→ DATASET RECORDS
.....

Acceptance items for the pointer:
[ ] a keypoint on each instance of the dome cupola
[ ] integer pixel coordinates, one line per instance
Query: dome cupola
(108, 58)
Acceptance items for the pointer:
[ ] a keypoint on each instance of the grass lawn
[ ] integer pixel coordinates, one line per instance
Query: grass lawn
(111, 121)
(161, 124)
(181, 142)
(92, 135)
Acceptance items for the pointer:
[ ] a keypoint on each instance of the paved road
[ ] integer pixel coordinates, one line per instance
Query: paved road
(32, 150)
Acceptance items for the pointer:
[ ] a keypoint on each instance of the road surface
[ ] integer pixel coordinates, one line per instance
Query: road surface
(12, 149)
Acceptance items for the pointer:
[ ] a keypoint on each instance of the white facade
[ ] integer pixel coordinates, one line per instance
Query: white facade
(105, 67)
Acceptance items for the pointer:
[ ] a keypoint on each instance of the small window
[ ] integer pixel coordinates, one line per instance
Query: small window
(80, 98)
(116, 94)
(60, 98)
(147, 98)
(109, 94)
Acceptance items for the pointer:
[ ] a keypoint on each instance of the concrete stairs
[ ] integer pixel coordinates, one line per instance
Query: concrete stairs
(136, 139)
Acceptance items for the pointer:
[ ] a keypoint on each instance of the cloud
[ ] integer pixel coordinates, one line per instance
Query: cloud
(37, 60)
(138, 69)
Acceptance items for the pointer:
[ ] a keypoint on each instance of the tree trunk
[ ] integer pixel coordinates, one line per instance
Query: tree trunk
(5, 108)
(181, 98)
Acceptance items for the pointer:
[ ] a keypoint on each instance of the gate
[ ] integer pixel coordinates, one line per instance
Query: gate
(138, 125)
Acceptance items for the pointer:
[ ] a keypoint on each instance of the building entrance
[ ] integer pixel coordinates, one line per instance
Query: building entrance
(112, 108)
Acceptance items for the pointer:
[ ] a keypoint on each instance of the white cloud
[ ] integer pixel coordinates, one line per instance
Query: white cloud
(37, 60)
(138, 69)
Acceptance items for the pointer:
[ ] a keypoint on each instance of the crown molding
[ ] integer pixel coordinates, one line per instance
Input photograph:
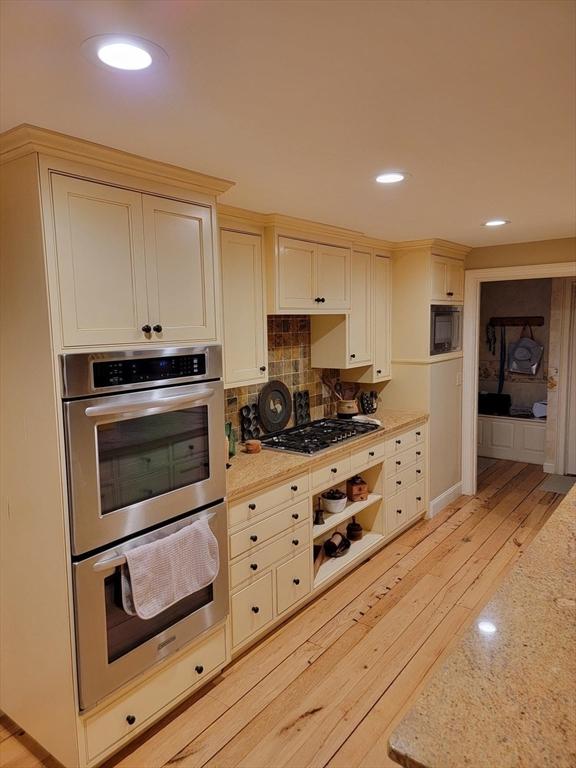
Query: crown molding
(26, 139)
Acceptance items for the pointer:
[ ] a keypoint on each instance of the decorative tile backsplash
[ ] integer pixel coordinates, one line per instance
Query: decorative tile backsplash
(289, 362)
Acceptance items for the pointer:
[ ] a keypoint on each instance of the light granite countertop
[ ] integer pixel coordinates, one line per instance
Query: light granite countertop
(251, 472)
(506, 698)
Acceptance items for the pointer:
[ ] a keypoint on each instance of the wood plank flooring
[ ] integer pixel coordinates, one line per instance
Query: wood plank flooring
(329, 685)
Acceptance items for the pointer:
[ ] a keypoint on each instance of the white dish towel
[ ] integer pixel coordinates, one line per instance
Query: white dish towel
(161, 573)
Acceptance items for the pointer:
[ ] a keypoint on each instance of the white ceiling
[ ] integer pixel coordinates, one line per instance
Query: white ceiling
(303, 102)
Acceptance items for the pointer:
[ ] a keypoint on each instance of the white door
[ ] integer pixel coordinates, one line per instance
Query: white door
(180, 270)
(101, 264)
(296, 275)
(333, 277)
(360, 320)
(382, 313)
(245, 344)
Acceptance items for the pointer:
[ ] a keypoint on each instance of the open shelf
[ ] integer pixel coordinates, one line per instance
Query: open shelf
(333, 565)
(333, 519)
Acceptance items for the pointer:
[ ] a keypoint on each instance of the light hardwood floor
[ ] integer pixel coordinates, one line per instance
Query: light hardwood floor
(329, 685)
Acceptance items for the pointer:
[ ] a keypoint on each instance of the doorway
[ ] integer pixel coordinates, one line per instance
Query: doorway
(473, 282)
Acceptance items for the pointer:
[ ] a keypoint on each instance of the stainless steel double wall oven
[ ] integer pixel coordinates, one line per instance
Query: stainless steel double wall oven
(144, 435)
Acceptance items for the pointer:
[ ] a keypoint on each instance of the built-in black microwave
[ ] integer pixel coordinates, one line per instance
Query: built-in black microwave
(445, 329)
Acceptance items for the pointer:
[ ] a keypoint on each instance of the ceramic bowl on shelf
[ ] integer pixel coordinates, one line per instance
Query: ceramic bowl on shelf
(334, 501)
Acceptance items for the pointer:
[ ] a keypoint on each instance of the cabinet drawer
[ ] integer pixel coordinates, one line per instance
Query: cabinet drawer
(400, 461)
(252, 566)
(110, 725)
(368, 456)
(331, 474)
(404, 479)
(251, 608)
(416, 499)
(397, 512)
(257, 533)
(251, 507)
(293, 581)
(405, 440)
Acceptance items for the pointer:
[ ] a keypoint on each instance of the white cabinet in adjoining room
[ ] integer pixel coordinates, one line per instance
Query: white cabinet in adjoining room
(245, 344)
(132, 268)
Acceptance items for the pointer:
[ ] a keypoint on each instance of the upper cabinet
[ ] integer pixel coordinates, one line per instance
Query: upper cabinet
(306, 277)
(245, 337)
(132, 267)
(447, 280)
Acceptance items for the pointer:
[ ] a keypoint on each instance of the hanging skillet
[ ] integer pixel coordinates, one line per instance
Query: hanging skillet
(274, 406)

.....

Return the listing above unaltered, omitting its pictures.

Acceptance items for the pointer:
[ ] a keypoint on each instance of the dome cupola
[ ] integer pixel coordinates, one line per instance
Query: dome cupola
(108, 58)
Acceptance items for the pointer:
[ ] a keypoint on each instance of the grass lawn
[ ] integer pixel coordinates, one line per instance
Query: grass lawn
(111, 121)
(161, 124)
(181, 142)
(92, 135)
Acceptance items for the pointer:
[ ] a keypoint on each instance of the paved road
[ ] integer pixel coordinates, one line per instance
Query: paved road
(32, 150)
Acceptance items for the pointer:
[ ] a keypoint on each instance of the road surface
[ ] integer pixel coordinates, one line per instance
Query: road surface
(12, 149)
Acceptance items for the pointer:
[ ] a keypoint on each instance of the white facade
[ ] integer pixel coordinates, one line per instance
Query: white facade
(105, 67)
Acceptance items for the pointer:
[ ] a keypoint on each instance of the small window
[ ] integer pixel coordinates, one line per instance
Query: small window
(80, 98)
(116, 94)
(60, 98)
(147, 98)
(109, 94)
Acceptance items for the pointer:
[ ] a keypoint on each instance of the concrete stairs
[ ] integer pixel coordinates, one line per instance
Query: concrete stairs
(136, 139)
Acceptance items for the pointer:
[ ] a keypoint on each instance of the cloud
[ ] integer pixel coordinates, one line per instance
Query: cloud
(37, 60)
(138, 69)
Acceptance items for the pointer:
[ ] a keypoint on each instance of the tree trunk
[ ] integer pixel coordinates, one line per instance
Query: tree trunk
(5, 108)
(181, 98)
Acceptance items for the pointer:
[ ] a keypoint on each instance of the gate
[ ] integer pixel coordinates, one line per instance
Query: gate
(138, 125)
Acceptance items for the pointer:
[ ] a keypoint on each instance of the building entrance
[ ] integer pixel coordinates, one line per instance
Query: building entrance
(112, 108)
Acceptance items for the pointer:
[ ] a keypoint on each instance of the white cloud
[ ] integer pixel coordinates, one line per instance
Query: white cloud
(37, 60)
(138, 69)
Acceptance items for the pointer:
[ ] a keypoint on each instance of the crown molding
[ ] integer pixel coordinates, one line per instance
Input photograph:
Query: crown molding
(26, 139)
Acceptance items for the pointer:
[ ] a keypoint on each instance of the decorative tile backsplash
[ ] integer pixel coordinates, one line per instance
Query: decorative tile backsplash
(289, 362)
Acceptance items for the pointer:
[ ] a keypoint on each instance of the light granite countertop
[ ] integer pixel coordinates, one line per instance
Query: light granite countertop
(251, 472)
(506, 698)
Acceptance items for the pointer:
[ ] a keypoint on each instance of the wood plank flooring
[ ] integer pixel coordinates, one line per instance
Query: wood plank flooring
(329, 685)
Acceptance items for the pointer:
[ ] a keypoint on each instance of the white dish towel
[ ] integer pixel coordinates, one line per instance
Query: white dish towel
(161, 573)
Acceptance items for the pointer:
[ ] a keypoint on each instance of the white ceiling
[ ] integer pixel coordinates, one line per instance
Query: white ceiling
(303, 102)
Acceptance items for the pointer:
[ ] a keypoint on each instance of the white door
[ ] integer pixel coordinates, one line per instance
Query: white door
(180, 270)
(101, 264)
(296, 275)
(333, 277)
(360, 320)
(382, 313)
(245, 344)
Acceptance items for the pointer:
[ ] a keypoint on each instance of the open shelf
[ ] integer pixel coordinates, one line per instance
Query: open shelf
(333, 565)
(333, 519)
Acceptance items for the pointer:
[ ] a keypoint on each instance of the light hardwood floor
[ ] integer pixel coordinates, one line per instance
Query: light hardwood floor
(329, 685)
Acceptance items for the pointer:
[ ] a keypoint on each instance of the doorway
[ ] integer pixel coordinates, one line per instance
Query: doorway
(473, 282)
Acceptance items for the pointer:
[ ] a keypoint on each instance of the stainless steel double wall oven
[ ] integer pixel coordinates, one line per instance
Query: stainless steel double wall oven
(144, 435)
Acceptance items for the pointer:
[ ] a keypoint on each instance of the built-in black microwave
[ ] integer pixel coordinates, one line per instance
Query: built-in black microwave
(445, 329)
Acceptance items for the pointer:
[ ] a keypoint on each instance of the ceramic bowl on shelf
[ ] integer pixel coordinates, one line per instance
Query: ceramic bowl on shelf
(334, 501)
Acceptance items for the pointer:
[ ] a keypoint on each instance of the cabinet drawer
[ ] integer pixel coordinates, one line per instance
Query: cabinet drawer
(400, 461)
(252, 566)
(110, 725)
(368, 456)
(331, 474)
(404, 479)
(251, 608)
(416, 499)
(397, 512)
(257, 533)
(251, 507)
(293, 581)
(405, 440)
Acceptance items for the pointer:
[ ] a keypoint on each instance of the white cabinet in adjoining room
[ ] integer pixel coordinates, one line per instance
Query: white cabinet in adjoining room
(245, 344)
(132, 268)
Acceptance items for the pointer:
[ ] a keypoint on each instance of the upper cabinet
[ ] integer pixel coordinates, one line per instance
Query: upper cabinet
(306, 277)
(245, 337)
(132, 267)
(447, 280)
Acceptance items for the pointer:
[ ] a keypoint on each instance of the hanging skillet
[ ] integer pixel coordinates, one line per instance
Query: hanging skillet
(274, 406)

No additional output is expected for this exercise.